Stored data:
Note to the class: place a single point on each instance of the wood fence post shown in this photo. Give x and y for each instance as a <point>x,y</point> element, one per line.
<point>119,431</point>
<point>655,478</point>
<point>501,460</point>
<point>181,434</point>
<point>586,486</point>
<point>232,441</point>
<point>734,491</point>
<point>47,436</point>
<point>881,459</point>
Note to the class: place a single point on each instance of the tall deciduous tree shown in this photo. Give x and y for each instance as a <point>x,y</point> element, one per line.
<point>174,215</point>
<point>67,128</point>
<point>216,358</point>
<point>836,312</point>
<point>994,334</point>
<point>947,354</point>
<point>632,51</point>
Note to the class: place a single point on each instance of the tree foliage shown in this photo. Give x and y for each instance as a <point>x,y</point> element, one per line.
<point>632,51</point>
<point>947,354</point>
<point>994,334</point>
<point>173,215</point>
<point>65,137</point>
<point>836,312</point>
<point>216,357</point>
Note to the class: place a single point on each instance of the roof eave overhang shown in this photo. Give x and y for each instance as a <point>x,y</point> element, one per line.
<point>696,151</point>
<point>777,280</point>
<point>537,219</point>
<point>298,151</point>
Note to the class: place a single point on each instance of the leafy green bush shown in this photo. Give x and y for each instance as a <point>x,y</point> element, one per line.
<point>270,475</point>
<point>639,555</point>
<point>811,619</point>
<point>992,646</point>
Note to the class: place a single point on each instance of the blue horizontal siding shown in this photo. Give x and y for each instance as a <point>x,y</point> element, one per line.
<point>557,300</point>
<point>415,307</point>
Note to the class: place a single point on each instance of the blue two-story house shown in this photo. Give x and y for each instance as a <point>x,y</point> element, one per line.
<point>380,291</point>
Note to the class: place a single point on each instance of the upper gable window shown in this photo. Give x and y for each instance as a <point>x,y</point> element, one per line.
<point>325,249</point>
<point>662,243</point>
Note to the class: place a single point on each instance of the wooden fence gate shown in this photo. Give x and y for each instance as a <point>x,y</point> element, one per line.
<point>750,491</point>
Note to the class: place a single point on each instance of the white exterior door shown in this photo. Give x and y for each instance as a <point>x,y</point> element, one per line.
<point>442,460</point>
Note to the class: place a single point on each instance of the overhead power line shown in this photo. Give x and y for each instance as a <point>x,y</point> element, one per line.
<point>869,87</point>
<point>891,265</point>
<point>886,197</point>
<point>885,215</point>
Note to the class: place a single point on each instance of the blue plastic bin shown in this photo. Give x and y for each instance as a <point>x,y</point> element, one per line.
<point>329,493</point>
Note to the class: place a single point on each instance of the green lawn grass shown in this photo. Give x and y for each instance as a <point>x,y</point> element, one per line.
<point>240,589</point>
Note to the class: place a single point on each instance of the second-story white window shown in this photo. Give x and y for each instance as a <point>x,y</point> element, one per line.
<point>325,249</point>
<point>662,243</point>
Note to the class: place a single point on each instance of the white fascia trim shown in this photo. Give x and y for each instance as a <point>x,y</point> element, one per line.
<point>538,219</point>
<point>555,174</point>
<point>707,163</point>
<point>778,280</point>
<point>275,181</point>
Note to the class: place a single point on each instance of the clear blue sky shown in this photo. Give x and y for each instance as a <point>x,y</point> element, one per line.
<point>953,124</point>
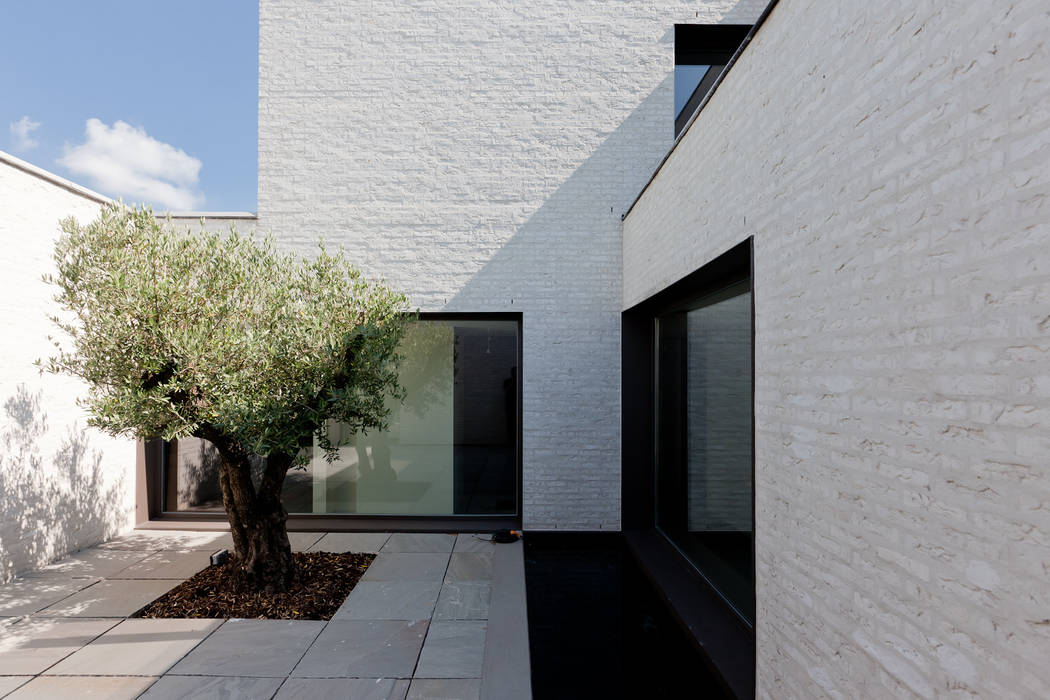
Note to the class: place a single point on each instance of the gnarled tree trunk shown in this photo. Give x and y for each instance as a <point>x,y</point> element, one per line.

## Stated exercise
Copy the listing above line for line without any changes, but omit the pictures.

## Exercise output
Note to the class: place a single point on each instance of the wood fence post shown in this photo. Give x and y for each instance as a <point>x,y</point> element, one per line.
<point>119,431</point>
<point>655,478</point>
<point>501,460</point>
<point>181,434</point>
<point>586,486</point>
<point>232,441</point>
<point>734,491</point>
<point>47,436</point>
<point>881,459</point>
Note to the class: place a single point on each instance of the tall deciduous tree shown in this photo. Give x and y for each instance as a <point>x,y</point> element, one per line.
<point>174,215</point>
<point>67,128</point>
<point>216,358</point>
<point>836,312</point>
<point>994,334</point>
<point>947,354</point>
<point>632,51</point>
Note to the class: place a single point on each instance of the tree foliage shown in this photo. Give x and y for each instance as a <point>x,y</point> element, one per line.
<point>632,51</point>
<point>947,354</point>
<point>994,334</point>
<point>173,215</point>
<point>65,137</point>
<point>836,312</point>
<point>216,357</point>
Note to the class: place a single point on each instance of the roof eave overhang shown in this photo. Give x and y for each instance as a <point>x,y</point> element, one per line.
<point>696,151</point>
<point>777,280</point>
<point>537,219</point>
<point>298,151</point>
Note to the class: place a single point on each instance of the leafy green bush shown in this photo. Give x and y for each instance as a <point>x,y</point> element, one per line.
<point>270,475</point>
<point>639,555</point>
<point>811,619</point>
<point>992,646</point>
Note to the class: place a single point on each instance of the blue horizontal siding shown in this photo. Give x and y for each instance as a <point>x,y</point> element, one per line.
<point>557,300</point>
<point>415,307</point>
Note to the class: place a single point on each instance of the blue two-story house shown in this photo. Give x and y for each instance as a <point>x,y</point> element, one per line.
<point>380,291</point>
Note to the class: place a single point on each instance of the upper gable window shown in this photo. Give x and y for each instance as a <point>x,y</point> element, one per line.
<point>325,249</point>
<point>662,243</point>
Note to the class: place a single point on each instance of the wooden fence gate shown in this photo. Give x and y for each instance as a <point>x,y</point> element, one per line.
<point>750,491</point>
Note to the class: place a single point on each instance of the white exterior door shown in this photo. Give x and y for each instance as a <point>x,y</point> element, one per line.
<point>442,460</point>
Note to the class: place a single point on each instance of the overhead power line shown in this photo. Give x and y for each instance as a <point>x,y</point> element, one per line.
<point>869,87</point>
<point>891,265</point>
<point>886,197</point>
<point>885,215</point>
Note to the class: place a single point on each instance of the blue plastic bin shown in this photo. Give x and y for each instance as a <point>x,y</point> element, one per line.
<point>329,493</point>
Note to the class: place a single point on each instance of the green lawn grass shown in this photo. Give x and y for each instance as a <point>x,y</point> element, one per line.
<point>240,589</point>
Note to the class: place a single point on each instance of the second-story white window shown in this photo. Give x and y for each instance as a <point>x,y</point> element, one per line.
<point>325,249</point>
<point>662,243</point>
Note to the class: place a single point on each instance of the white fascia trim shown in this photo. Give x and y for each instance as a <point>x,y</point> element, one per line.
<point>538,219</point>
<point>555,174</point>
<point>707,163</point>
<point>778,280</point>
<point>275,181</point>
Note to the class: place a single point on each instance of the clear blue sky shown in this photo. Give x and y for each instance as a <point>x,y</point> element, one per line.
<point>953,124</point>
Note to the class: place a single point on each instance of the gnarled tree trunk shown in this photo. Give x and y for each instance as a <point>x,y</point> element, one per line.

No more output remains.